> WHAT THE TASK REQUIRES
Copy each line exactly, starting with the one that contains "Please spot the chrome" and stopping after the last line of the material below, with nothing else.

> EXERCISE DATA
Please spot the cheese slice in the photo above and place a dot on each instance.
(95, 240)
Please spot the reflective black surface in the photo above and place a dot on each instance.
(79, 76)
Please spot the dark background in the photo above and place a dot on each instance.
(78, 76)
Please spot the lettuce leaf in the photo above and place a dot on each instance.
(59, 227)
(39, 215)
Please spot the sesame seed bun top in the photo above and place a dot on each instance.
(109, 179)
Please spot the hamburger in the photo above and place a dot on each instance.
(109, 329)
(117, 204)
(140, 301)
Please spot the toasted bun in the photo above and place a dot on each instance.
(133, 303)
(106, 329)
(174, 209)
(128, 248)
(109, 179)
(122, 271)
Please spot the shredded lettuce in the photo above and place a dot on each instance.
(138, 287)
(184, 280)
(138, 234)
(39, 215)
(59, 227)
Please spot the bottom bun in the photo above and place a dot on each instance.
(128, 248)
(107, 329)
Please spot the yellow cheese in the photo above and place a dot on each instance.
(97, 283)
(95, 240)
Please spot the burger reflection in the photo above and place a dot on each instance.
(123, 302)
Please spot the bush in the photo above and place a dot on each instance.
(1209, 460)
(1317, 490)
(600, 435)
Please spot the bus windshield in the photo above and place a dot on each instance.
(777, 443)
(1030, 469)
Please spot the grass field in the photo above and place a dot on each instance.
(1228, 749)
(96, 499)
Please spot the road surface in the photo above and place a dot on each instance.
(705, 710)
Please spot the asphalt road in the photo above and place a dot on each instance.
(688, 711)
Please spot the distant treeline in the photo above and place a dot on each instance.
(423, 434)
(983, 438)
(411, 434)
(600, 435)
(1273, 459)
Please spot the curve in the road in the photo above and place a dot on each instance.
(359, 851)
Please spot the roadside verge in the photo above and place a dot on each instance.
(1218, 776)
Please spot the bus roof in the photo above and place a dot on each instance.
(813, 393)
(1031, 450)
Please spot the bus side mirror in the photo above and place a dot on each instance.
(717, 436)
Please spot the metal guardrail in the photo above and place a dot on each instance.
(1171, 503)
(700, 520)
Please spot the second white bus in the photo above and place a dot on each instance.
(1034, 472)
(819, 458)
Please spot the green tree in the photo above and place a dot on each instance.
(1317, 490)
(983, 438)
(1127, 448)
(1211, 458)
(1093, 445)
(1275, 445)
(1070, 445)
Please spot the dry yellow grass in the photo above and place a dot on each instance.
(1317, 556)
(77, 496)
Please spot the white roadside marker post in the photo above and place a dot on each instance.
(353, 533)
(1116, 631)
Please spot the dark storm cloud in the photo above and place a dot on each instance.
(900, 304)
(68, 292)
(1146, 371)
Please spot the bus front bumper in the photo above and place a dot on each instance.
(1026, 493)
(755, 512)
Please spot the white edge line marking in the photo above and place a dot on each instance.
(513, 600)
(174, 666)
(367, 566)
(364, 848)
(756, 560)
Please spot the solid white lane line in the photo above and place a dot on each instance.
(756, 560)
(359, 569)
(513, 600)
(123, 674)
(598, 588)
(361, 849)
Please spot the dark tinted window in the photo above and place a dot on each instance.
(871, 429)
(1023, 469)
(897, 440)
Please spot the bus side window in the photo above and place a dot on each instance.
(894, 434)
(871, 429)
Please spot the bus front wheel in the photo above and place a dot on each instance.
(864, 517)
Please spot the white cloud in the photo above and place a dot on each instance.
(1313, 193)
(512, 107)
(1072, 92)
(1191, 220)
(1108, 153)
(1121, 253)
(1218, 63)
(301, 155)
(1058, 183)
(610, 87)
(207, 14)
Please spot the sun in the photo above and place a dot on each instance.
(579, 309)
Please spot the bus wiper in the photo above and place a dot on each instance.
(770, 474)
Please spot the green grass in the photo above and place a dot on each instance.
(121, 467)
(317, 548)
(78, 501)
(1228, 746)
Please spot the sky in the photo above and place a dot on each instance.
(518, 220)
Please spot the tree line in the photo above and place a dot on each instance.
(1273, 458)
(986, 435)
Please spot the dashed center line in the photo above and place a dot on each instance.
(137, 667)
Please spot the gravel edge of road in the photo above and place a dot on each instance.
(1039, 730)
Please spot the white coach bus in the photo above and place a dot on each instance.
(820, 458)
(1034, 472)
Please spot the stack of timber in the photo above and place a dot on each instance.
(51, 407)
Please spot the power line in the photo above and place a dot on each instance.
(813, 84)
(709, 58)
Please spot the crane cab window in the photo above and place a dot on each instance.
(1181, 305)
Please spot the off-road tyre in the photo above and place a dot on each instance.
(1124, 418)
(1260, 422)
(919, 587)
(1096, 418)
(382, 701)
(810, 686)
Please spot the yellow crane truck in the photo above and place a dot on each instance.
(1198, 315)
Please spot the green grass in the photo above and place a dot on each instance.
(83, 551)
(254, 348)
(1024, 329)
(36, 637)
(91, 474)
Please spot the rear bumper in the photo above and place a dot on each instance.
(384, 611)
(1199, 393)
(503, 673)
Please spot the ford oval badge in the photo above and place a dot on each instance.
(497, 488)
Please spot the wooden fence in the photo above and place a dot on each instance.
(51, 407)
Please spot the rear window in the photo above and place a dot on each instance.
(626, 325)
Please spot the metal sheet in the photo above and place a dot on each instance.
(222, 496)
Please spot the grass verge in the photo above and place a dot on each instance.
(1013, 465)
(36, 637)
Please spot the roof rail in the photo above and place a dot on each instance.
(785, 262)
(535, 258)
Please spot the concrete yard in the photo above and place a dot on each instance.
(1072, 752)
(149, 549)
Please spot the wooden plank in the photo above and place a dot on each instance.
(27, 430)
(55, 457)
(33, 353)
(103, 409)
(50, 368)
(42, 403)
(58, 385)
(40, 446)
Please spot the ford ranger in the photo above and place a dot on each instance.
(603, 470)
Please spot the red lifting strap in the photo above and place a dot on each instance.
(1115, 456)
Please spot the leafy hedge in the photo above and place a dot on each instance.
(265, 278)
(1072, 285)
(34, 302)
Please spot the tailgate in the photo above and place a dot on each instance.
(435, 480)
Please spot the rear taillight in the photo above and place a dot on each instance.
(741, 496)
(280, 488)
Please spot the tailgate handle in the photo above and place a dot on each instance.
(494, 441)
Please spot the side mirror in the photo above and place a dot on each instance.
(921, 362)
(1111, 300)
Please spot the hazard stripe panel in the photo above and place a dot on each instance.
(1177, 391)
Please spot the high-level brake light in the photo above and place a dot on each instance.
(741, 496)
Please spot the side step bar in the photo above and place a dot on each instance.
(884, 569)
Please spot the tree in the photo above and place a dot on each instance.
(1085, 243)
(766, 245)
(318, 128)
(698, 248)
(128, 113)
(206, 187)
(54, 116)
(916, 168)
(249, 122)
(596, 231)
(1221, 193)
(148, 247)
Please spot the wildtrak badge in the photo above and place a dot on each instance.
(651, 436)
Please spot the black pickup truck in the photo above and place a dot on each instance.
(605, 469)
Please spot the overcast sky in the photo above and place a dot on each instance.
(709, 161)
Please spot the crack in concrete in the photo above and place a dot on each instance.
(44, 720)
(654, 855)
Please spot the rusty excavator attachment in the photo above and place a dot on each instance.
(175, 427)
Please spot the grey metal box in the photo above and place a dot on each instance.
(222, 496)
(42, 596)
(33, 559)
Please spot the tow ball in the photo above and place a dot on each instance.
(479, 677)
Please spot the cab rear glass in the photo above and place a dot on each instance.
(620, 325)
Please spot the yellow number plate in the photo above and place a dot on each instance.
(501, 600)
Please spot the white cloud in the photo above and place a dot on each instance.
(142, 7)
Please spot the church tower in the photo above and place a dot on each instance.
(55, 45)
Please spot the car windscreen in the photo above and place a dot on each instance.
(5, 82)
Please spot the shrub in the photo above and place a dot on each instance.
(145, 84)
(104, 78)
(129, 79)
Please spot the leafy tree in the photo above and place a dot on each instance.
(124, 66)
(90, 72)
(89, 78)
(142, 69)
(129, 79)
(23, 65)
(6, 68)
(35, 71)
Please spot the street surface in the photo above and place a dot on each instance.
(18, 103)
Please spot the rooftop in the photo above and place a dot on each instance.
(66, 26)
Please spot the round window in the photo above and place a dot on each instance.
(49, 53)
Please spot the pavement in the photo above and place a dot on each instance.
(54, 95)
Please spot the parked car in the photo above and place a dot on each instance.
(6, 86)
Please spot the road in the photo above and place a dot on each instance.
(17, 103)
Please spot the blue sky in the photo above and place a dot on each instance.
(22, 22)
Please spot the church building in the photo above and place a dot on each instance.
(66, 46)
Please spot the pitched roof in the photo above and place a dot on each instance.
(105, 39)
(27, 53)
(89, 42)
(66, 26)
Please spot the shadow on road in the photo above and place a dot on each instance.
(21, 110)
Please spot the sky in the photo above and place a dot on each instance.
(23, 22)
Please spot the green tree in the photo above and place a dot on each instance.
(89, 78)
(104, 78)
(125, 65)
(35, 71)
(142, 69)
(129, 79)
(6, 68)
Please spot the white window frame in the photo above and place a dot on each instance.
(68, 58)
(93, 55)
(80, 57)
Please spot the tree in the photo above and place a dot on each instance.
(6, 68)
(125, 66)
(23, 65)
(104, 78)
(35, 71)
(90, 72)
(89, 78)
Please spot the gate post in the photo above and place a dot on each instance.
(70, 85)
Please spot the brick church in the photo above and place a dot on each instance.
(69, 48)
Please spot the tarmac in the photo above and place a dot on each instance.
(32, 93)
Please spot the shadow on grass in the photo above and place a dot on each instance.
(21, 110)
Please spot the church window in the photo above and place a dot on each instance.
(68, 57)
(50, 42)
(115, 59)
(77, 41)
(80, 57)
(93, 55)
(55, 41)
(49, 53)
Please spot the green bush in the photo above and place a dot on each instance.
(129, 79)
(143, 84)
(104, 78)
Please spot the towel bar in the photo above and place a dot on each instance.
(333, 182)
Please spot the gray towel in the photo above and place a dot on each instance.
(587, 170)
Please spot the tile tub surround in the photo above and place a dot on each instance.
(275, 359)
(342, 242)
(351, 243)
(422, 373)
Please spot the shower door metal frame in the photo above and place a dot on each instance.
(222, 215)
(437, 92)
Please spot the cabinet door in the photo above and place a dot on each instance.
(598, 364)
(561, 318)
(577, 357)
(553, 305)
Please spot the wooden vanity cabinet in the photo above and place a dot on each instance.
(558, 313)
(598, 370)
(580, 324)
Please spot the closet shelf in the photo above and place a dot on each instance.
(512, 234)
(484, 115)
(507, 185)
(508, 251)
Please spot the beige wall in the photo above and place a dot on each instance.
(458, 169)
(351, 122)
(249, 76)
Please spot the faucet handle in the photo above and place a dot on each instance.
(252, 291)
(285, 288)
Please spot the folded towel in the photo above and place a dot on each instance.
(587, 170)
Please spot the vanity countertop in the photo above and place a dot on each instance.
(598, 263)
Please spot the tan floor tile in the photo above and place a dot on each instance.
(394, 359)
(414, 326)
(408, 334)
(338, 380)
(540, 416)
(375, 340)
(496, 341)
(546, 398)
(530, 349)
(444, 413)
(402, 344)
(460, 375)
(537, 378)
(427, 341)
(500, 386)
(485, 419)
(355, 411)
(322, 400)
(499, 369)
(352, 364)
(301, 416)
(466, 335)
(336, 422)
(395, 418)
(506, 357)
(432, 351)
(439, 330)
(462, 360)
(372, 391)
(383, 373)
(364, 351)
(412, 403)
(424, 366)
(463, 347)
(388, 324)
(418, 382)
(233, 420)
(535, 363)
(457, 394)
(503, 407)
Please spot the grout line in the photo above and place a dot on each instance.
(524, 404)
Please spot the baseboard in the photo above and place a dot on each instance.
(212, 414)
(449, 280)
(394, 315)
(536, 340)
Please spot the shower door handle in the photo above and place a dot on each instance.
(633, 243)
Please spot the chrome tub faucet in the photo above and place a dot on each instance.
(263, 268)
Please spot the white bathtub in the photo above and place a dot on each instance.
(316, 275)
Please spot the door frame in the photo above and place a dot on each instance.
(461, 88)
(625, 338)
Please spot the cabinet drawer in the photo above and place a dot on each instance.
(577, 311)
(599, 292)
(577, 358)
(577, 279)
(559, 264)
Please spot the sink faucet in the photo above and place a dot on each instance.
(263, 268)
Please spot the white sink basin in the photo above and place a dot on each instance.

> YOUR RESPONSE
Please spot the chrome tub faucet in the photo above and place a dot on each instance.
(263, 268)
Please spot the white bathtub in the photo above and place a dot on each instance.
(316, 275)
Please spot the door frame in the photo above and place a dot on each instance.
(461, 88)
(625, 338)
Please spot the cabinet drawer in the photo above and place a dot on each instance.
(577, 311)
(599, 292)
(577, 358)
(577, 279)
(559, 264)
Please spot the sink faucet in the photo above and place a dot on each instance.
(263, 268)
Please spot the white sink basin in the photo above and place a dot on each instance.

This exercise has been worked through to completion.